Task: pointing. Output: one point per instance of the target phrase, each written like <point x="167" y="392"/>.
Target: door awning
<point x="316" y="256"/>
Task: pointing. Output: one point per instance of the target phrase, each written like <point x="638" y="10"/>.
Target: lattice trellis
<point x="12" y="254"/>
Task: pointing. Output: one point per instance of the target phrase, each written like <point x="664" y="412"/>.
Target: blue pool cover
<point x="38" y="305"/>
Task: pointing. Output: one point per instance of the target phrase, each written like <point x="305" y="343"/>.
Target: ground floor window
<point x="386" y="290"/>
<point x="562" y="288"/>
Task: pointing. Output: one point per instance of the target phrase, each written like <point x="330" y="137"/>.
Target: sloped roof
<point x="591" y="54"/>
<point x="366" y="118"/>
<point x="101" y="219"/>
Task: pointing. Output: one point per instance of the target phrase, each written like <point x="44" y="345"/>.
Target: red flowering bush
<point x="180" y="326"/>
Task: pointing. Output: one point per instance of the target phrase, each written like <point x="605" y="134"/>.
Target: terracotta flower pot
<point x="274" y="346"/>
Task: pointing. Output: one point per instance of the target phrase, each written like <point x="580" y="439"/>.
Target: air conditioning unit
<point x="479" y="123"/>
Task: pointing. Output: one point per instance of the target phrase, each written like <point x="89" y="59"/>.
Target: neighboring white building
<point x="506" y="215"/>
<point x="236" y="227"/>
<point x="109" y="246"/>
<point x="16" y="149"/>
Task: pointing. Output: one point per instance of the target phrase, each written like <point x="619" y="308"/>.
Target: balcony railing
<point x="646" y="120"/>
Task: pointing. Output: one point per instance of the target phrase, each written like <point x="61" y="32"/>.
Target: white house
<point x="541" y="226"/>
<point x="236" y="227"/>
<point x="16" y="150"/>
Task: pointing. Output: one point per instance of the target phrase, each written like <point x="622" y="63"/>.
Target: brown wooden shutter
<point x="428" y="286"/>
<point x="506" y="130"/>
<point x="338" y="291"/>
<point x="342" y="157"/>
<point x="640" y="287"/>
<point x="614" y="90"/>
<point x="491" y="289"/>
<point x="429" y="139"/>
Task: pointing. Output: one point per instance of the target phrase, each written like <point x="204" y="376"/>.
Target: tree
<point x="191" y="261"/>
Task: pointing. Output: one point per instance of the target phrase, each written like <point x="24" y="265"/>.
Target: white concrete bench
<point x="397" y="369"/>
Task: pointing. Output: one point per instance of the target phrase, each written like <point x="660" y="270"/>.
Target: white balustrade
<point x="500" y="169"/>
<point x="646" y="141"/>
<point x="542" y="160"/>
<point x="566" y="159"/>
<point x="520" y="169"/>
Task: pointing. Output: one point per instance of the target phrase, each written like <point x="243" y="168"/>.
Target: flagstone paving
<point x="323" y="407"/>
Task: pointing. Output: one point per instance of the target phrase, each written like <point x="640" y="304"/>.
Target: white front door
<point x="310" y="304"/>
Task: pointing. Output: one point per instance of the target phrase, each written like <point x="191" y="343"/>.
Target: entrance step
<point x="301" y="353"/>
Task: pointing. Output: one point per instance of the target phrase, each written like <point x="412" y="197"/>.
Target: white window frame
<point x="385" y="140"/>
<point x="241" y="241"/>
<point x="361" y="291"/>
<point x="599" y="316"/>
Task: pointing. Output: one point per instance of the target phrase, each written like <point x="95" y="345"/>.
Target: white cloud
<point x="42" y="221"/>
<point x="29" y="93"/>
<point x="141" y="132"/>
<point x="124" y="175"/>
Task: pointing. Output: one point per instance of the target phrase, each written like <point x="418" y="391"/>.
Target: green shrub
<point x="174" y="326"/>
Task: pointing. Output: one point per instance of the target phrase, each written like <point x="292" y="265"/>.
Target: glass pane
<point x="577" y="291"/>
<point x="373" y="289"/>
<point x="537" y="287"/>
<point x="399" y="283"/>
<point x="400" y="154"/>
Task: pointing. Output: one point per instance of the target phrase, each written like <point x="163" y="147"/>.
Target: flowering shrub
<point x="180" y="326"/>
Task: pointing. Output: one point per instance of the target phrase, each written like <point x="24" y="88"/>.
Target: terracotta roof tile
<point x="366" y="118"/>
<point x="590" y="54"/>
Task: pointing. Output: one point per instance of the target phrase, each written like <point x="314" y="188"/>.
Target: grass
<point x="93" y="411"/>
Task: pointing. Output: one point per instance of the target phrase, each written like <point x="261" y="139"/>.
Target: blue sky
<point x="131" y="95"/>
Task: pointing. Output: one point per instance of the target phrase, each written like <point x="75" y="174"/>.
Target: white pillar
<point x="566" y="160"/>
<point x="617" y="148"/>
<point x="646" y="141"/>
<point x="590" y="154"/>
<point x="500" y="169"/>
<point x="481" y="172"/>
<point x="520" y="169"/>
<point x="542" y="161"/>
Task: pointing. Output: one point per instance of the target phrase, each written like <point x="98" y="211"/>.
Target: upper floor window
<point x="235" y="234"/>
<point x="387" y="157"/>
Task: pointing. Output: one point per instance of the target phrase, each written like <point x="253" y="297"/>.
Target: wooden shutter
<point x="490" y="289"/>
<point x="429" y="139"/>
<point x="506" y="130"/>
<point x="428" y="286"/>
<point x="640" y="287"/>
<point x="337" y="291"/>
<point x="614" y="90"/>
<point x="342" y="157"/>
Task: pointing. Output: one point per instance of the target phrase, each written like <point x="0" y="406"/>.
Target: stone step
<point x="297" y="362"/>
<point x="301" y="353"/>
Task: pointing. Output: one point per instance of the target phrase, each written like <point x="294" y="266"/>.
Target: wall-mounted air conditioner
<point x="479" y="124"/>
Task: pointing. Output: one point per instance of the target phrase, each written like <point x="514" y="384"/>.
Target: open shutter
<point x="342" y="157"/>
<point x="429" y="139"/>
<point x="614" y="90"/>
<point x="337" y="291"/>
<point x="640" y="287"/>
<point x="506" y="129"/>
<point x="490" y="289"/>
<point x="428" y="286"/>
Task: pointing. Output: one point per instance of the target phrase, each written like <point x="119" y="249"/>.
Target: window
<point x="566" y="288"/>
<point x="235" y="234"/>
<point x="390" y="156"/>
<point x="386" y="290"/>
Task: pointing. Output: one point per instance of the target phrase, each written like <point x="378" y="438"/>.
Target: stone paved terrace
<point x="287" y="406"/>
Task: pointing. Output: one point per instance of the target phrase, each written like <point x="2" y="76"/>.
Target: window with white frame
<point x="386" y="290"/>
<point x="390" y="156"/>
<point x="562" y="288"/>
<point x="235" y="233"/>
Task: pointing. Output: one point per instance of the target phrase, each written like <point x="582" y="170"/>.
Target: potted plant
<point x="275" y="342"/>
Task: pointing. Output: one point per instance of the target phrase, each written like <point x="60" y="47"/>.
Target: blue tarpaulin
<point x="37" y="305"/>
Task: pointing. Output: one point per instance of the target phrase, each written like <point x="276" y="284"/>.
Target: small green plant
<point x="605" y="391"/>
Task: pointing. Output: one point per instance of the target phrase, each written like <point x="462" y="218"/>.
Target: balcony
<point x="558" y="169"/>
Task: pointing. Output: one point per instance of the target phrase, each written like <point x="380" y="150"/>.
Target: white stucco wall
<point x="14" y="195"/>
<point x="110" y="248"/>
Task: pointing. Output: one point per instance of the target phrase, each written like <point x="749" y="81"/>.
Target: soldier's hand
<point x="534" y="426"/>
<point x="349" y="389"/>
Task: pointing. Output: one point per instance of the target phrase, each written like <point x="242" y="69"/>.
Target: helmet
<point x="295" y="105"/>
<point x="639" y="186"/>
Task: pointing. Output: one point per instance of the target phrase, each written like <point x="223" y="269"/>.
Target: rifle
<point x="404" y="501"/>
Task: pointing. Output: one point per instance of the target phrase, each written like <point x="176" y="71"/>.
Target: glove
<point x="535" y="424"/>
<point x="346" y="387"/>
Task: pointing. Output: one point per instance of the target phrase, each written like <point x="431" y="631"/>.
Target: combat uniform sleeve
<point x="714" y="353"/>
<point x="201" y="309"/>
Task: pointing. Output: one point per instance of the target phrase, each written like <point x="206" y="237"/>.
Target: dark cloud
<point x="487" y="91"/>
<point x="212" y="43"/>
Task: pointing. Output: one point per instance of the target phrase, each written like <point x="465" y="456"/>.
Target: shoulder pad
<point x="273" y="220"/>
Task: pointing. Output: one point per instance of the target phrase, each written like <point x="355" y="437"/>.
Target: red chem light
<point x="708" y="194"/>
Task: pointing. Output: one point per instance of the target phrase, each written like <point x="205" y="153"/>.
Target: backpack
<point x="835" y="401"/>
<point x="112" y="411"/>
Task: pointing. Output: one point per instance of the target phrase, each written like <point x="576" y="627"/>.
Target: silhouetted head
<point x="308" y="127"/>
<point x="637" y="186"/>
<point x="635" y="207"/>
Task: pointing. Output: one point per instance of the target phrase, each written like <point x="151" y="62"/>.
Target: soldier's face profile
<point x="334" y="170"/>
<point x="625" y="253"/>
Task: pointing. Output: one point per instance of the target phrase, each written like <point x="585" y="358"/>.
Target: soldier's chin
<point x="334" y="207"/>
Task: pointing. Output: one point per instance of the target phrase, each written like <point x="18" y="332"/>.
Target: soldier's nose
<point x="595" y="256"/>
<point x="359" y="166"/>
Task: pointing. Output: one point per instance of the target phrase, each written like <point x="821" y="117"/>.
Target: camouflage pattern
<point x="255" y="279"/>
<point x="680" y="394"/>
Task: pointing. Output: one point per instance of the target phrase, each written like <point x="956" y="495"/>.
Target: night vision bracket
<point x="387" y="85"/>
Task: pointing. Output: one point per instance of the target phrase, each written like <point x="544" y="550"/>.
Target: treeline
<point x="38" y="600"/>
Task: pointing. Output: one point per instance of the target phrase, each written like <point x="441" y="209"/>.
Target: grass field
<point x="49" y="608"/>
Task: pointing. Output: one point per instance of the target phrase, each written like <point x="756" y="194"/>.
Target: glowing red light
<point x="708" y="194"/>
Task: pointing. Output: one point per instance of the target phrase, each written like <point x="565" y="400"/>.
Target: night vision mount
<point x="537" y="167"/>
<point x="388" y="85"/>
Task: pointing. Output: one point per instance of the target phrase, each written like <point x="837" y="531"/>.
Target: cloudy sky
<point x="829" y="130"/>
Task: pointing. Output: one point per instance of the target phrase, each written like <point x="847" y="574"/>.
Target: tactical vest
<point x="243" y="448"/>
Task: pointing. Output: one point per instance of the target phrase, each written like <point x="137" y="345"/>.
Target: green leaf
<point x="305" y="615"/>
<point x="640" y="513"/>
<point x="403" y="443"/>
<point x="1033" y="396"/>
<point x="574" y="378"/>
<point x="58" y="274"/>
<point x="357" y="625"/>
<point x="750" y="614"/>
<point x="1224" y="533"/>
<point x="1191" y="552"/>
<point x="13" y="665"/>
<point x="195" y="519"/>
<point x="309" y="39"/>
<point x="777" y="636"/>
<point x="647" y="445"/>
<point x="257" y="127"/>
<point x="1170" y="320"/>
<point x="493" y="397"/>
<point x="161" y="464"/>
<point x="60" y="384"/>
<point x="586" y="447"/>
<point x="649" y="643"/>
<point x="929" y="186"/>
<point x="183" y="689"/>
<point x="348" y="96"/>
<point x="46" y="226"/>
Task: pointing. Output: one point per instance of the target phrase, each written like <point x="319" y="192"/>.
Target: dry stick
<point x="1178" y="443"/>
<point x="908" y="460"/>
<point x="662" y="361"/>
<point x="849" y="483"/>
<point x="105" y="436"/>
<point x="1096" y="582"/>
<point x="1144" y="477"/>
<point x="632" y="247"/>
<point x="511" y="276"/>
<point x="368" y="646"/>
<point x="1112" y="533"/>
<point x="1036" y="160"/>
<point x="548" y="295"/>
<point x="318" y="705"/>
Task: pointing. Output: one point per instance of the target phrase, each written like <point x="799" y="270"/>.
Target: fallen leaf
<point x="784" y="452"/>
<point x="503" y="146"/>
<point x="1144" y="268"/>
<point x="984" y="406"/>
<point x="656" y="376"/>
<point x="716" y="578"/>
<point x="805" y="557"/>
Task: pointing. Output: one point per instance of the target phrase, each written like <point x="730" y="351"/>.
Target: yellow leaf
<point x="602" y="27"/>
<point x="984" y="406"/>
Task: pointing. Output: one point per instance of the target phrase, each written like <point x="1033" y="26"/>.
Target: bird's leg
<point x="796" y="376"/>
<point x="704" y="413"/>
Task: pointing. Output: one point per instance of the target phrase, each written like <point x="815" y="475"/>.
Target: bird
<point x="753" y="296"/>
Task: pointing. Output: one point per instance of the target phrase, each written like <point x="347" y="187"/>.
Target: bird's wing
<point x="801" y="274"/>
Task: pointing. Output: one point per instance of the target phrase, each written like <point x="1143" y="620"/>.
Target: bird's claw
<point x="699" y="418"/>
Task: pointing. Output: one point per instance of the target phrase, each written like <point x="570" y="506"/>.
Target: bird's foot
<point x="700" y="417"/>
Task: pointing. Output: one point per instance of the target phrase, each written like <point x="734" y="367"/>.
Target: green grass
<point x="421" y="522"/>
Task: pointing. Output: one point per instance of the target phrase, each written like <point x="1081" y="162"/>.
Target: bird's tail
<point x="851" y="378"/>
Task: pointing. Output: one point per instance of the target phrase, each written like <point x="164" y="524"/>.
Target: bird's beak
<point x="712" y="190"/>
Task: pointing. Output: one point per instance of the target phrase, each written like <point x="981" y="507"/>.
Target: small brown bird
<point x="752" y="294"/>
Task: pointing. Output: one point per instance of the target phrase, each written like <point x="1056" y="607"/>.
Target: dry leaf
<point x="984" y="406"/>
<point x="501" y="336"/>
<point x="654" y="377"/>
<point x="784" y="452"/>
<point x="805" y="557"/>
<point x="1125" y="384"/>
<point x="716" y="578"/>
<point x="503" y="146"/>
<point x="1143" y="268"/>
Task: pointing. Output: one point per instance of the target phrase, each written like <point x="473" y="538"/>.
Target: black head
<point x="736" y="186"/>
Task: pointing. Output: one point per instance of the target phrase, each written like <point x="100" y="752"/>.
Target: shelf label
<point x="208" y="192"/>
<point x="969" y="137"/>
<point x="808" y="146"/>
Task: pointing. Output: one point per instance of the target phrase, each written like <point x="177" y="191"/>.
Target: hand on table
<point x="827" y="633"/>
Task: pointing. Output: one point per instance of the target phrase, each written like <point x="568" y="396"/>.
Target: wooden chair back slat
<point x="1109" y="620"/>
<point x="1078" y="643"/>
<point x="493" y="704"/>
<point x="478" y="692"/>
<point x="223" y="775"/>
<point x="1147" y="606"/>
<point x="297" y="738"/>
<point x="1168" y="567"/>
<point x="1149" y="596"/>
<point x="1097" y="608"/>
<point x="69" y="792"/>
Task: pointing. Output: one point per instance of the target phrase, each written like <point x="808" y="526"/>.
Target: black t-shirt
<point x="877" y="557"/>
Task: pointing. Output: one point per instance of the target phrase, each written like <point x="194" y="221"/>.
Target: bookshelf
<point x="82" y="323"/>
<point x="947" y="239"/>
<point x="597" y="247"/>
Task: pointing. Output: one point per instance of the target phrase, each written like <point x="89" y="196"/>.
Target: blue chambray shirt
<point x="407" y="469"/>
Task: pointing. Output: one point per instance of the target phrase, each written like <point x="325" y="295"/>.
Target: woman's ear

*TASK GOAL*:
Count the lines in the material above that contain the string "frame". Reply with the number alone.

*ANSWER IN FULL*:
2